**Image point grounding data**
○ ○ ○ ○

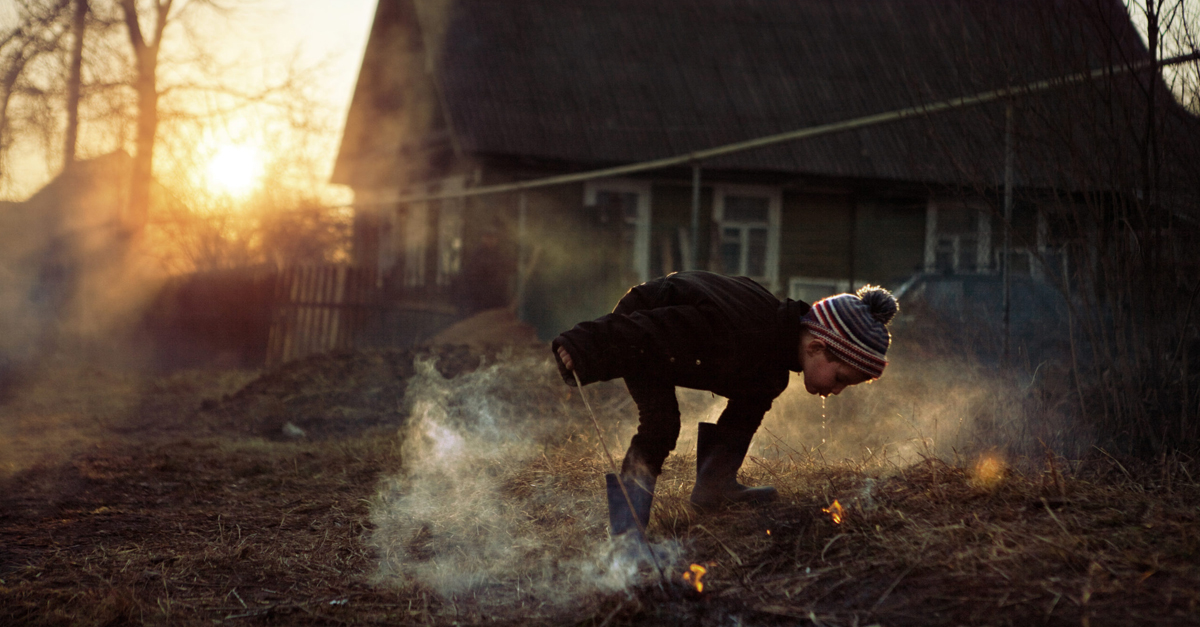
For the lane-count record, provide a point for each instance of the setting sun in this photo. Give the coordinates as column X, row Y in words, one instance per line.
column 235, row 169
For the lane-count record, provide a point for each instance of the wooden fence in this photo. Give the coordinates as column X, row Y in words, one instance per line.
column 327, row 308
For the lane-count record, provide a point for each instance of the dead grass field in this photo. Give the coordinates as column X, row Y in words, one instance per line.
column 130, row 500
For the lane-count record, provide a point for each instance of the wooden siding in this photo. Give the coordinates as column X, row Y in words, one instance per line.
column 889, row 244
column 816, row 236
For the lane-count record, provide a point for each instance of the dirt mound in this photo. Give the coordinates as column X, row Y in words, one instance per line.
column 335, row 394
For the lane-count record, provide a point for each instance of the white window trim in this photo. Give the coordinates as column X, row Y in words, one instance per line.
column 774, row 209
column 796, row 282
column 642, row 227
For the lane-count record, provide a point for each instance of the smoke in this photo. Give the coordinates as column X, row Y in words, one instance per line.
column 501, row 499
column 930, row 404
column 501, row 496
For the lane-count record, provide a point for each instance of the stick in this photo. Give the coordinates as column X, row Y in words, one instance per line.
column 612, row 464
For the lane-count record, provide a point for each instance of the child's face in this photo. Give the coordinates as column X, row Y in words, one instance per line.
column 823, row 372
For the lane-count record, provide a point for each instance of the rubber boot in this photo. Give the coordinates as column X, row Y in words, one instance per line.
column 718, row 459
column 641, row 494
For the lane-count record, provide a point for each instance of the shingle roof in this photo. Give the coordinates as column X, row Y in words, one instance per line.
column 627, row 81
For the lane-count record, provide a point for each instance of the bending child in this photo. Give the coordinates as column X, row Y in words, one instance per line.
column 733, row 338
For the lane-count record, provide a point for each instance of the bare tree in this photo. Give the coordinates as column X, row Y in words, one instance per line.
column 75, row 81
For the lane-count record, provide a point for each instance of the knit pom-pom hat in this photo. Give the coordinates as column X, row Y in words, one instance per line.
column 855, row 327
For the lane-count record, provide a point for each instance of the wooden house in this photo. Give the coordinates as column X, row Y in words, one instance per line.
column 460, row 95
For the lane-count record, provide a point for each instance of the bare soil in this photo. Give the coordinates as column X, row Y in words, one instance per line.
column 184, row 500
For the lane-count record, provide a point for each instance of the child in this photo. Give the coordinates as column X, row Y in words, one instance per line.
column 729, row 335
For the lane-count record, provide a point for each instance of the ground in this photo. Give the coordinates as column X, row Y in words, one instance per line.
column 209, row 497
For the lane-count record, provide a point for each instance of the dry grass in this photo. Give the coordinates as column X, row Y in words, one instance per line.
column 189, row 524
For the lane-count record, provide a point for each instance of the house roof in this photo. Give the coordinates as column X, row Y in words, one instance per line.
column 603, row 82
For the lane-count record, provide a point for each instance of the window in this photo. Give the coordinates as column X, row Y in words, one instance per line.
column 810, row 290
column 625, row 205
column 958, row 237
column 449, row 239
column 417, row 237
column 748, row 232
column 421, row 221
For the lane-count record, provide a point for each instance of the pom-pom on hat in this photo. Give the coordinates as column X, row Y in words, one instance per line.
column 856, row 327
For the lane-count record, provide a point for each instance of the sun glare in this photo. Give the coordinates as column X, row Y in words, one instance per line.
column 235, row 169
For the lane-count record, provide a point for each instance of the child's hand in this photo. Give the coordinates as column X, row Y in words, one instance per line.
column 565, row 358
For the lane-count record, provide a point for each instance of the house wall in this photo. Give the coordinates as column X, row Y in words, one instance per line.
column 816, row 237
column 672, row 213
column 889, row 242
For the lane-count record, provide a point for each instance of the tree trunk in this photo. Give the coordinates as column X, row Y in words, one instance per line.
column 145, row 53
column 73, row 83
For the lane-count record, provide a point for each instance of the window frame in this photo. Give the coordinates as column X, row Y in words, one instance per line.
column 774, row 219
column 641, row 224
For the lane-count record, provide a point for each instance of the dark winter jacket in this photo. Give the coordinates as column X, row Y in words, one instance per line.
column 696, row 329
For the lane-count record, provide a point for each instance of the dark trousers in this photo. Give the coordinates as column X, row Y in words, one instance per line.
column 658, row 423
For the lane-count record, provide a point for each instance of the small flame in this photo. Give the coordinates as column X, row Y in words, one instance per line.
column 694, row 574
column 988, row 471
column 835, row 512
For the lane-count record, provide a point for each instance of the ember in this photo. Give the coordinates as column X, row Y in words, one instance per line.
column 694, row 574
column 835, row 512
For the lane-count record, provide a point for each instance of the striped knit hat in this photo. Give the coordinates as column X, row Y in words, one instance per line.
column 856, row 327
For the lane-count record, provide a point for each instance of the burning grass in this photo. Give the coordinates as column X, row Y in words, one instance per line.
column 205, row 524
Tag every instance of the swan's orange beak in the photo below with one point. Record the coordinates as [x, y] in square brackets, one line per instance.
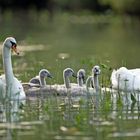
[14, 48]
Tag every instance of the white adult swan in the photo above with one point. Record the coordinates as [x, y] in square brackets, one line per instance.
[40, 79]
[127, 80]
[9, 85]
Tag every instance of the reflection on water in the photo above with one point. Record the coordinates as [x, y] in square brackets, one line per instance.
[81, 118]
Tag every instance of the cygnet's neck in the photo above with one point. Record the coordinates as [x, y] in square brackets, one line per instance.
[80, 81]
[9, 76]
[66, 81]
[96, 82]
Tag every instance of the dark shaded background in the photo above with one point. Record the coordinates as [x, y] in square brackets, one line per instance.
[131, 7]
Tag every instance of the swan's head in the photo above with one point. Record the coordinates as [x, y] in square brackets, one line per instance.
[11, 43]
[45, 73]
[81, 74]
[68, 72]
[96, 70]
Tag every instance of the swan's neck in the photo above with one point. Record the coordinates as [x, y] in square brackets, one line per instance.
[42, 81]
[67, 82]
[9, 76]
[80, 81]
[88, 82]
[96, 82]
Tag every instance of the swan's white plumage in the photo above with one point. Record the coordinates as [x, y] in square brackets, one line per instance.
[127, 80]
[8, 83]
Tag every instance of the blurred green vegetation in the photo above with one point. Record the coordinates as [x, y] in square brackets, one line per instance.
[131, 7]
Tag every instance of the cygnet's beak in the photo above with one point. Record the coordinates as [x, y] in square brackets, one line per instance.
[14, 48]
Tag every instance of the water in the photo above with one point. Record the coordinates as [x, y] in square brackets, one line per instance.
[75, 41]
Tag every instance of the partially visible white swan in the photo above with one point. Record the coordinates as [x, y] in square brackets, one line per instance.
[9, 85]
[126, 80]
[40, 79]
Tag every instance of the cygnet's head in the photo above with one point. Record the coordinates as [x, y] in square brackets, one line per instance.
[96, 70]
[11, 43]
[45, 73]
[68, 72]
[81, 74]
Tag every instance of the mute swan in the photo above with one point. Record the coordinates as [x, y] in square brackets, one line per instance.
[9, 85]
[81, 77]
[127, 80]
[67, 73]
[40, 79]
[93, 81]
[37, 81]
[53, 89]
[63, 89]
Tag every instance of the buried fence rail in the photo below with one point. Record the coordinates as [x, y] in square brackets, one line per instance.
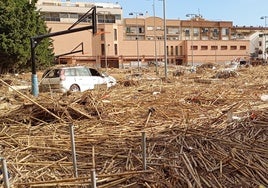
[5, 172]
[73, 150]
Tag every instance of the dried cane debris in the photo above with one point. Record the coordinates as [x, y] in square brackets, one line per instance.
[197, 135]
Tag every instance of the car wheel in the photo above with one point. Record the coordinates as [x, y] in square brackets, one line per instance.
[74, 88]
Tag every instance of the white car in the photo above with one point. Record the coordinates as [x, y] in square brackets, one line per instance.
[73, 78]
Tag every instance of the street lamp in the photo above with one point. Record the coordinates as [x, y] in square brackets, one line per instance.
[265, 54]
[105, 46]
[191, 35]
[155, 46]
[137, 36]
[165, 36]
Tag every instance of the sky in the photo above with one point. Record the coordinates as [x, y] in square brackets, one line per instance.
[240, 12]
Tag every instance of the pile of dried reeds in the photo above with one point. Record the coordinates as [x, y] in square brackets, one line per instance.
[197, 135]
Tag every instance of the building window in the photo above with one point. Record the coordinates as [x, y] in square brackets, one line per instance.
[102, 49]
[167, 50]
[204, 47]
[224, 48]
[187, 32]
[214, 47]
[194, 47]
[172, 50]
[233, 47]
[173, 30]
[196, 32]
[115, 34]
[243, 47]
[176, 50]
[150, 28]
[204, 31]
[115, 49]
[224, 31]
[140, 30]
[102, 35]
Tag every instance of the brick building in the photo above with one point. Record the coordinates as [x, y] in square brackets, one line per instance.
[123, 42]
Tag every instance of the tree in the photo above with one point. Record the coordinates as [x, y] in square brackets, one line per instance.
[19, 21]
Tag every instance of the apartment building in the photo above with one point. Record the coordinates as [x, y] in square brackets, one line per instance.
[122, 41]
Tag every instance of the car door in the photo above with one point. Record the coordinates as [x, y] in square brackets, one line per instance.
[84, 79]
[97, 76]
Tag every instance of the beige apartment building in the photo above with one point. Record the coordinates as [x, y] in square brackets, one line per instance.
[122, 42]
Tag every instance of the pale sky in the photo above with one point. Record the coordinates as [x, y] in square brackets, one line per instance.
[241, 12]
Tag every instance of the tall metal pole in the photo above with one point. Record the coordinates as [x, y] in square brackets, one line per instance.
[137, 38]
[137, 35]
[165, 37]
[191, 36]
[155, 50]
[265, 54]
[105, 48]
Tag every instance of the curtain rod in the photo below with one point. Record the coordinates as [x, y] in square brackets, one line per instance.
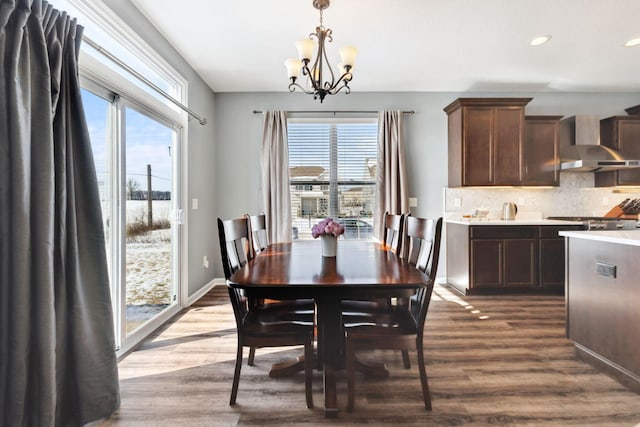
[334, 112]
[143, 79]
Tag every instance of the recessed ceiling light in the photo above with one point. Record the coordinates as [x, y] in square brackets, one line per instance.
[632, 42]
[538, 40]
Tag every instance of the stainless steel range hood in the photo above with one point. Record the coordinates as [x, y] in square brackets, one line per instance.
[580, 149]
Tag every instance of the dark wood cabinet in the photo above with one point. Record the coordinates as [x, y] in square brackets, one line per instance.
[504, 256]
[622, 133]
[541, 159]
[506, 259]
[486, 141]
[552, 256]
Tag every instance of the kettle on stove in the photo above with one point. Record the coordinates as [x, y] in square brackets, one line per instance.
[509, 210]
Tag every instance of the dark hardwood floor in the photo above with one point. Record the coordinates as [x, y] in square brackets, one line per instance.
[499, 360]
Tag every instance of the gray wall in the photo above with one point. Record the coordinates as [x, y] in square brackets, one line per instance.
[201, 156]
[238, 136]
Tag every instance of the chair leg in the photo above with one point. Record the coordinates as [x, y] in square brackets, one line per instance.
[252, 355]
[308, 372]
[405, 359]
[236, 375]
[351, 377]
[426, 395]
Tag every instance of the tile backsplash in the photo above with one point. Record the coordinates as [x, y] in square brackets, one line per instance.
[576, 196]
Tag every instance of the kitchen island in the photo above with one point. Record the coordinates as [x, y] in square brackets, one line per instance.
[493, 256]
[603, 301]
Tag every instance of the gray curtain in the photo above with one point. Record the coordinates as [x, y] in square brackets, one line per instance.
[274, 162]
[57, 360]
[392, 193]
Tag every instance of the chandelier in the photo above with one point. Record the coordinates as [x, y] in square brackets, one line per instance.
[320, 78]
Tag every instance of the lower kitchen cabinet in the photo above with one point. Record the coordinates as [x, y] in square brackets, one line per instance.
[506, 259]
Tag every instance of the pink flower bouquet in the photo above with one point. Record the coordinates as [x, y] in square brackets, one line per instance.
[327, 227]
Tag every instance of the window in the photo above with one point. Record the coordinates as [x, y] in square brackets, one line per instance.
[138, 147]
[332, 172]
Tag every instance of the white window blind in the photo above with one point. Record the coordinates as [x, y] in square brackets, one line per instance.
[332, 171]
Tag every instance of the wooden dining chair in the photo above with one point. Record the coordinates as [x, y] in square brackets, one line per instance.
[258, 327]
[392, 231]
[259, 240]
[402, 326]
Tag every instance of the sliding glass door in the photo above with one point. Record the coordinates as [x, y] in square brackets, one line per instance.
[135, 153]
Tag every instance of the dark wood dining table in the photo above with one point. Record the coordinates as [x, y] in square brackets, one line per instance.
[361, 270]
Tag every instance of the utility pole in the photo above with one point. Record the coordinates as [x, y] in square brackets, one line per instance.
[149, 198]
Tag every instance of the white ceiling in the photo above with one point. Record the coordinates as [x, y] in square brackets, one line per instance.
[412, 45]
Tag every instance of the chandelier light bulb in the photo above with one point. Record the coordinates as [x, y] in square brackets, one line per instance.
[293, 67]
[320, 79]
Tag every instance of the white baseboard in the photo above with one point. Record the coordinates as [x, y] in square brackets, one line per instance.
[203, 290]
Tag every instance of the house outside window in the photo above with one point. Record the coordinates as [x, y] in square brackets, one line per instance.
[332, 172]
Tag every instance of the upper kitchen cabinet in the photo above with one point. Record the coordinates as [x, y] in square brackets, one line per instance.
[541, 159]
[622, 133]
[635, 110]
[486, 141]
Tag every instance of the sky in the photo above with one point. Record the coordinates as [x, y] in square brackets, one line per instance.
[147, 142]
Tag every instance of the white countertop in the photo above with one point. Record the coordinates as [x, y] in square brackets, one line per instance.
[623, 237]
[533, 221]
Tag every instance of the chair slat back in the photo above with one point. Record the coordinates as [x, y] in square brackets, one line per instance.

○ ○ ○ ○

**Work instructions**
What is needed is an exact copy of the lines from the one containing "Tag every instance of the white baseboard" through the last line of the records, and nothing else.

**Exercise response**
Tag every instance of the white baseboard in the photo above with one point. Record the coordinates as [x, y] in square brackets, one line per instance.
[203, 290]
Tag every instance of the house outside window in the photo above with one point. Record the coordinates as [x, y] in square brackets, one line per instance.
[332, 172]
Tag every instance of the upper kitchen cabinet in the photo above with one point. Record the coordinates as [x, y] in square brackets, one line per instance.
[541, 159]
[622, 133]
[635, 110]
[486, 141]
Tag every instance of the sky in the photo above with one point. Record the coordinates as [x, y] in square brackets, one line per instance.
[147, 142]
Tag every instance of the white countertop in the photo above with one point. Record the coordinates as [x, y] in square brackets, one line per instance.
[623, 237]
[533, 221]
Tag every instance of the chair slat back in the photo above with one point. Record the coordinates as [x, y] in square brackets, one line per instance.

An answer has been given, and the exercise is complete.